**Das Material**
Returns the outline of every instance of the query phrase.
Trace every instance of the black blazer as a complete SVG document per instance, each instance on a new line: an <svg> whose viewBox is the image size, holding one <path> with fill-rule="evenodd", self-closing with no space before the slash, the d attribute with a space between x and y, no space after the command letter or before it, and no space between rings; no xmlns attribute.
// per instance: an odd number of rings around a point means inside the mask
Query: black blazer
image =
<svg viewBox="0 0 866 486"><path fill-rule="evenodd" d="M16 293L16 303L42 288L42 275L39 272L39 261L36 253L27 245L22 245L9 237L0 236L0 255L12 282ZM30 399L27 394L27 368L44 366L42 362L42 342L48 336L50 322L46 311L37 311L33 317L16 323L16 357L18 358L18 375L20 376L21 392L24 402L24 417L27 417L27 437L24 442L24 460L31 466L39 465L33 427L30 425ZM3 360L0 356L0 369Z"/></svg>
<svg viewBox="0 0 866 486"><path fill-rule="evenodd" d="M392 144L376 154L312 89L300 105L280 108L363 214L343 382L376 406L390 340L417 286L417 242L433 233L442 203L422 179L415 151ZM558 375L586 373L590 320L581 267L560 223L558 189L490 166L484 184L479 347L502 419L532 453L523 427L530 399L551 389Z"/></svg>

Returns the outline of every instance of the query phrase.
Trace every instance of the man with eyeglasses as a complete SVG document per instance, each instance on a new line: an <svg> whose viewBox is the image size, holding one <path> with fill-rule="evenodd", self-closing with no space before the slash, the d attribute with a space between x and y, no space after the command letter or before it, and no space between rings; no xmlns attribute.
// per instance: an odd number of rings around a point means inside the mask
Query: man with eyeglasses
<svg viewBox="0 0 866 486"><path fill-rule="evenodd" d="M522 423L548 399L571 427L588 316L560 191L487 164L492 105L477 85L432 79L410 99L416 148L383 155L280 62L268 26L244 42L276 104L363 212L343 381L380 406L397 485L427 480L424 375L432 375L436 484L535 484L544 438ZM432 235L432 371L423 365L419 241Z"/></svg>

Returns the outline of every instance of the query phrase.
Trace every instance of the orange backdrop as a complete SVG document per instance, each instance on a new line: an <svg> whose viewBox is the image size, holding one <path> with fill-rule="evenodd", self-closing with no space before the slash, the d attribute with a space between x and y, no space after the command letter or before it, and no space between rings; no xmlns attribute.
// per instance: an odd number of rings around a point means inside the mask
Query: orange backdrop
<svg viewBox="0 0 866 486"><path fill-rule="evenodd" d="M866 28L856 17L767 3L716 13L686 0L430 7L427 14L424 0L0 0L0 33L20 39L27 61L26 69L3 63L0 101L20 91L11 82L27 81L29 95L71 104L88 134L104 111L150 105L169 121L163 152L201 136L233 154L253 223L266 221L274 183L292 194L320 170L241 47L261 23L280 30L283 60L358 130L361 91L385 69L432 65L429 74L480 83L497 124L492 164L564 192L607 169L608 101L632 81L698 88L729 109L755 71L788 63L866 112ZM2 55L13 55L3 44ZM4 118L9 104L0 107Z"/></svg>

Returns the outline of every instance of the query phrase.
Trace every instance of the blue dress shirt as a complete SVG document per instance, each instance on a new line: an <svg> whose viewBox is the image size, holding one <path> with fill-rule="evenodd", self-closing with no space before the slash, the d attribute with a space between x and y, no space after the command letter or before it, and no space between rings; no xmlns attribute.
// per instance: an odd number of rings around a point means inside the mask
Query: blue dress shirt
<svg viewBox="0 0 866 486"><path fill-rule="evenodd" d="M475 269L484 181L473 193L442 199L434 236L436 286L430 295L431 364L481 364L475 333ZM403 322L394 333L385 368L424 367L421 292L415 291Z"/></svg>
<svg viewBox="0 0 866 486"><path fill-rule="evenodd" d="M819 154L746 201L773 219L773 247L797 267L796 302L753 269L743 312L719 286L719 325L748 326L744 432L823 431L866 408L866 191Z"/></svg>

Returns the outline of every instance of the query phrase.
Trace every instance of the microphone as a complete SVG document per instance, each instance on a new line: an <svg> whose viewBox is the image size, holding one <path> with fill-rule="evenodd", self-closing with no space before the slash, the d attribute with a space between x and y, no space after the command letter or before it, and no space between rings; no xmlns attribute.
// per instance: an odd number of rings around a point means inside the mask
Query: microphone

**Aufgabe**
Schreibe das Material vom Anfang bis einschließlich der Zeile mit "423L548 399L571 427L588" als CSV mit den Spalten "eingabe" und "ausgabe" um. Jeder Text kommt mit seiner Lösung in eine eigene Zeile, jedes Feld steht in Anführungszeichen, und Zeilenumbrüche werden durch Leerzeichen ersetzt.

**Musterlösung**
eingabe,ausgabe
"Returns the outline of every instance of the query phrase. Trace every instance of the black blazer as a complete SVG document per instance, each instance on a new line: an <svg> whose viewBox is the image size, holding one <path> with fill-rule=""evenodd"", self-closing with no space before the slash, the d attribute with a space between x and y, no space after the command letter or before it, and no space between rings; no xmlns attribute. // per instance: an odd number of rings around a point means inside the mask Query: black blazer image =","<svg viewBox=""0 0 866 486""><path fill-rule=""evenodd"" d=""M16 293L16 303L42 288L42 275L39 272L39 261L36 253L27 245L22 245L9 237L0 236L0 255L12 282ZM30 399L27 394L27 368L44 366L42 362L42 342L48 336L50 322L46 311L37 311L33 317L16 323L16 357L18 358L18 375L20 376L21 392L24 402L24 417L27 417L27 437L24 442L24 460L31 466L39 465L33 427L30 425ZM3 360L0 356L0 369Z""/></svg> <svg viewBox=""0 0 866 486""><path fill-rule=""evenodd"" d=""M392 144L376 154L312 89L300 105L280 108L363 214L343 382L376 406L390 340L417 286L417 242L433 233L442 203L422 179L415 151ZM558 375L586 373L590 320L581 267L560 223L558 189L490 166L484 184L479 347L502 419L532 453L523 427L530 399L551 389Z""/></svg>"
"Returns the outline of every instance of the query phrase. Trace every instance of the man with eyeglasses as a complete SVG document per instance, each instance on a new line: an <svg> whose viewBox is the image size, holding one <path> with fill-rule=""evenodd"", self-closing with no space before the slash, the d attribute with a space between x and y, no space after the command letter or before it, and no space between rings; no xmlns attribute. // per instance: an odd number of rings around a point means inside the mask Query: man with eyeglasses","<svg viewBox=""0 0 866 486""><path fill-rule=""evenodd"" d=""M522 423L548 399L571 427L588 316L560 191L487 164L492 105L477 85L432 79L410 99L416 148L383 155L280 62L268 26L244 42L276 104L363 212L343 381L380 406L397 485L427 480L424 375L432 375L436 484L535 484L544 438ZM432 235L432 371L423 365L419 241Z""/></svg>"